Short problem 1
Answer these questions using the conference post:
(a) Which organization is Dragan Espenschied from?
(b) At which university is Eira Tansey based?
(c) What did Ben Goldman look at in his talk?

Text
──────
More rain at the end of day 2

Ben Fino Radin from the Museum of Modern Art in "More Data, More Problems: Designing Efficient Workflows at Petabyte Scale" highlighted the challenges of digitising their time-based media holdings and shared some calculations around how much digital storage space would be required if they were to digitise all of their analogue holdings. This again really highlighted some big issues and questions around digital preservation. When working with large collections, organisations need to prioritise and compromise and these decisions can not be taken lightly. This theme was picked up again on day 3 in the session around environmental sustainability.

The lightning talks on the afternoon of the second day were also of interest. Great to hear from such a range of practitioners.... though I did feel guilty that I didn't volunteer to give one myself! Next time!

On the morning of day 3 we were treated to an excellent presentation by Dragan Espenschied from Rhizome who showed us Webrecorder. Webrecorder is a new open source tool for creating web archives. It uses a single system both for initial capture and subsequent access. One of its many strengths appears to be the ability to capture dynamic websites as you browse them and it looks like it will be particularly useful for websites that are also digital artworks. This is definitely one to watch!

MOMA again!

Also on day 3 was a really interesting session on environmental responsibility and sustainability. This was one of the reasons that PASIG made me think...this is not the sort of stuff we normally talk about so it was really refreshing to see a whole session dedicated to it.

Eira Tansey from the University of Cincinnati gave a very thought provoking talk with a key question for us to think about - why do we continue to buy more storage rather than appraise? This is particularly important considering the environmental costs of continuing to store more and more data of unknown value.

Ben Goldman of Penn State University also picked up this theme, looking at the carbon footprint of digital preservation. He pointed out the paradox in the fact we are preserving data for future generations but we are powering this work with fossil fuels. Is preserving the environment not going to be more important to future generations than our digital data? He suggested that we consider the long term impacts of our decision making and look at our own professional assumptions. Are there things that we do currently that we could do with less impact? Are we saving too many copies of things? Are we running too many integrity checks? Is capturing a full disk image wasteful? He ended his talk by suggesting that we should engage in a debate about the impacts of what we do.
──────
(Data items)
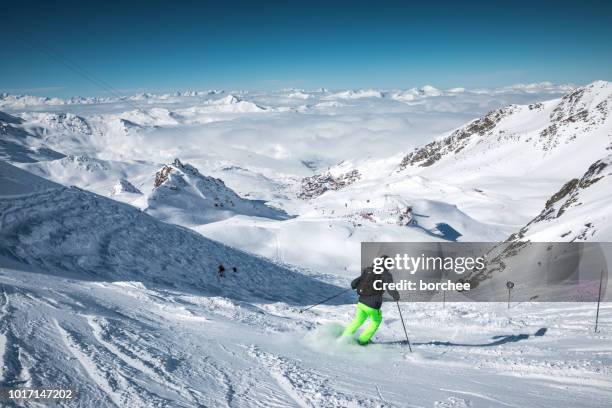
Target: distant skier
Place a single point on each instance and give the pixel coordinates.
(369, 304)
(407, 217)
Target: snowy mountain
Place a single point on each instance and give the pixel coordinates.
(136, 311)
(526, 136)
(579, 211)
(19, 145)
(73, 233)
(181, 194)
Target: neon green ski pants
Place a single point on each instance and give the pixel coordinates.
(361, 314)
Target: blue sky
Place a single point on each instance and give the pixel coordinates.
(162, 46)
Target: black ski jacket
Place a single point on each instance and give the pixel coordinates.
(375, 301)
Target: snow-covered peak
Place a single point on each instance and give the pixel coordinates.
(524, 135)
(183, 195)
(579, 211)
(429, 90)
(124, 186)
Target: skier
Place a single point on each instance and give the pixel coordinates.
(407, 218)
(369, 304)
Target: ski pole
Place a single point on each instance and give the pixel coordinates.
(323, 301)
(404, 325)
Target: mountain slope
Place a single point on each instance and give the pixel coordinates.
(522, 139)
(579, 211)
(70, 232)
(181, 194)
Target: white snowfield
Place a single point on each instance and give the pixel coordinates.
(109, 286)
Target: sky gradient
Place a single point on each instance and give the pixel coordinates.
(165, 46)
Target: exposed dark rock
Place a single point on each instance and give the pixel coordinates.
(318, 184)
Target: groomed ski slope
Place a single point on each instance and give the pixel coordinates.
(129, 344)
(135, 316)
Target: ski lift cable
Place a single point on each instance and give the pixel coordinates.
(82, 72)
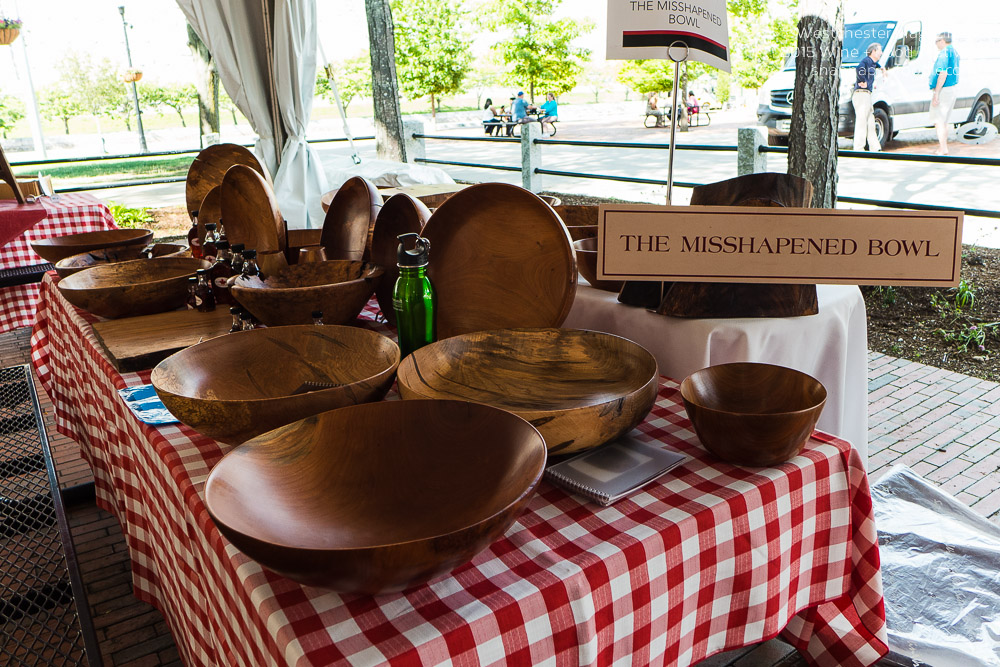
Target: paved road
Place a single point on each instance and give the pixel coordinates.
(926, 183)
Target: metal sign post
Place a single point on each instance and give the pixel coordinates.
(673, 111)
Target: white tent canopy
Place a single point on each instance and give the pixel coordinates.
(265, 53)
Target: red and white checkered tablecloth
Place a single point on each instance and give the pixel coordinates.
(708, 558)
(72, 213)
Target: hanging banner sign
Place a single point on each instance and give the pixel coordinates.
(644, 29)
(779, 245)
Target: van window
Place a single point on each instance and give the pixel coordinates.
(907, 47)
(859, 36)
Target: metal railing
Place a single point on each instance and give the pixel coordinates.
(940, 159)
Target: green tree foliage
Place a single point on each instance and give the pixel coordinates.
(353, 77)
(432, 50)
(761, 34)
(11, 111)
(539, 51)
(58, 103)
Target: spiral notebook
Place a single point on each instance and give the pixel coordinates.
(611, 472)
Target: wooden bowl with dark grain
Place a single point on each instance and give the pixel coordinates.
(235, 387)
(85, 260)
(137, 287)
(586, 261)
(339, 288)
(580, 388)
(753, 414)
(377, 498)
(55, 248)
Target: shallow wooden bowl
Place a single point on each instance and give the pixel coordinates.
(350, 221)
(85, 260)
(339, 288)
(377, 498)
(499, 258)
(138, 287)
(753, 414)
(55, 248)
(586, 261)
(579, 388)
(209, 168)
(401, 214)
(235, 387)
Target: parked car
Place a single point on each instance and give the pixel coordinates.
(901, 99)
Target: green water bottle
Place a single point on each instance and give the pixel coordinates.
(413, 295)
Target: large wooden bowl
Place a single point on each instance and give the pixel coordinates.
(250, 211)
(339, 288)
(85, 260)
(753, 414)
(350, 221)
(377, 498)
(586, 260)
(235, 387)
(580, 389)
(138, 287)
(401, 214)
(500, 257)
(210, 166)
(55, 248)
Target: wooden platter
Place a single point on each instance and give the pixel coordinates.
(210, 166)
(580, 389)
(401, 214)
(350, 221)
(500, 257)
(250, 211)
(138, 343)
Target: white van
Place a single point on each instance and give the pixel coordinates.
(902, 95)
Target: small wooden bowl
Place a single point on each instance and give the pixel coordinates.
(55, 248)
(85, 260)
(235, 387)
(753, 414)
(138, 287)
(586, 261)
(377, 498)
(339, 288)
(580, 389)
(348, 225)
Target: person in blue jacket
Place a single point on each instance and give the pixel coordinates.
(944, 84)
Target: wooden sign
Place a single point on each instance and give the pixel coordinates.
(644, 29)
(779, 245)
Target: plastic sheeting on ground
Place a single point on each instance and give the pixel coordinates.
(940, 573)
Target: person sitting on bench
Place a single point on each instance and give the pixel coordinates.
(652, 109)
(490, 121)
(550, 112)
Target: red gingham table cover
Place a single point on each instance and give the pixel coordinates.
(72, 213)
(710, 557)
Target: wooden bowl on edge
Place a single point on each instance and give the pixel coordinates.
(137, 287)
(377, 498)
(55, 248)
(580, 388)
(753, 414)
(235, 387)
(339, 288)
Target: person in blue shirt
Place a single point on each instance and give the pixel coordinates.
(944, 84)
(550, 111)
(861, 98)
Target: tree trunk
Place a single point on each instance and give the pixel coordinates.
(207, 83)
(812, 140)
(385, 88)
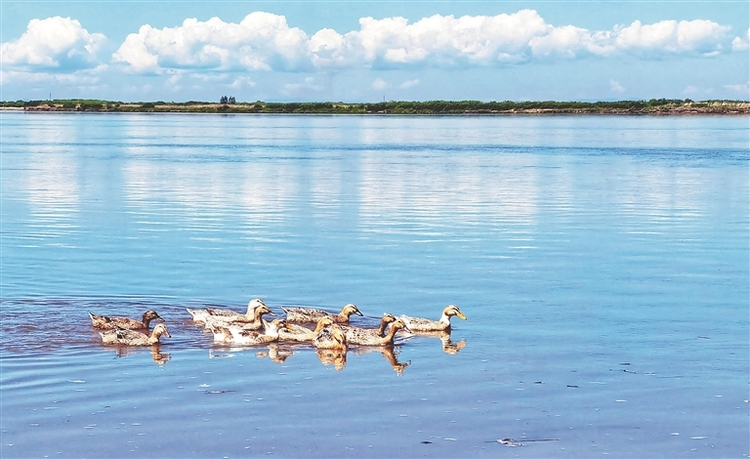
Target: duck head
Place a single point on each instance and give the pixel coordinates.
(322, 323)
(254, 304)
(150, 315)
(452, 310)
(350, 309)
(160, 330)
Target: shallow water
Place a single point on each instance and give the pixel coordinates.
(602, 263)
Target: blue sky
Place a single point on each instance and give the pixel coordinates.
(366, 51)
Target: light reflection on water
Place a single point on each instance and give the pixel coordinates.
(602, 262)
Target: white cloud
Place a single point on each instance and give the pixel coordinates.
(740, 44)
(409, 84)
(671, 37)
(261, 41)
(55, 43)
(742, 89)
(615, 86)
(265, 42)
(243, 81)
(379, 84)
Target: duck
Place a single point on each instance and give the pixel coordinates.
(133, 337)
(299, 333)
(237, 335)
(418, 324)
(331, 337)
(199, 315)
(257, 322)
(112, 323)
(311, 315)
(355, 335)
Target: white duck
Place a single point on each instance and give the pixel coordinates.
(311, 315)
(199, 315)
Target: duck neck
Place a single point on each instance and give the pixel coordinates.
(391, 333)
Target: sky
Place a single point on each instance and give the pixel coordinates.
(369, 51)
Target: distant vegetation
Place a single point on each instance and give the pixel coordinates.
(228, 104)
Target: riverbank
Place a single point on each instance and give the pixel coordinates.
(634, 107)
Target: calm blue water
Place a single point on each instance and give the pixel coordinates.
(602, 262)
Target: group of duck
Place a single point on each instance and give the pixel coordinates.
(323, 329)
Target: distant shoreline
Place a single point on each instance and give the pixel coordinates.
(661, 107)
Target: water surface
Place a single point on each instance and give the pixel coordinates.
(602, 263)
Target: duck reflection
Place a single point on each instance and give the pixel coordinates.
(449, 347)
(388, 352)
(159, 358)
(278, 353)
(333, 356)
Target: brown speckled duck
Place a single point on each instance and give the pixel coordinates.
(232, 334)
(111, 323)
(418, 324)
(299, 333)
(199, 315)
(133, 337)
(355, 335)
(311, 315)
(331, 337)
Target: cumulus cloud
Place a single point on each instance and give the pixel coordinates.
(743, 89)
(409, 84)
(379, 84)
(262, 41)
(265, 42)
(615, 86)
(671, 37)
(56, 43)
(740, 44)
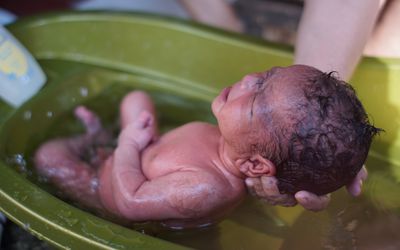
──────
Short problem 2
Retype the data items from the line containing "Target: brown speckled duck" down through the end of the data items, including both ends and leaving the pictures out.

Worked answer 1
(a) Rhizome
(b) The University of Cincinnati
(c) The carbon footprint of digital preservation

Worked answer 2
Target: brown speckled duck
Place a single point on each instance and give the pixel coordinates.
(232, 334)
(111, 323)
(418, 324)
(299, 333)
(199, 315)
(133, 337)
(355, 335)
(311, 315)
(331, 337)
Target: cumulus cloud
Place a single point on each instance and give the pixel coordinates.
(743, 89)
(409, 84)
(379, 84)
(262, 41)
(265, 42)
(615, 86)
(671, 37)
(56, 43)
(740, 44)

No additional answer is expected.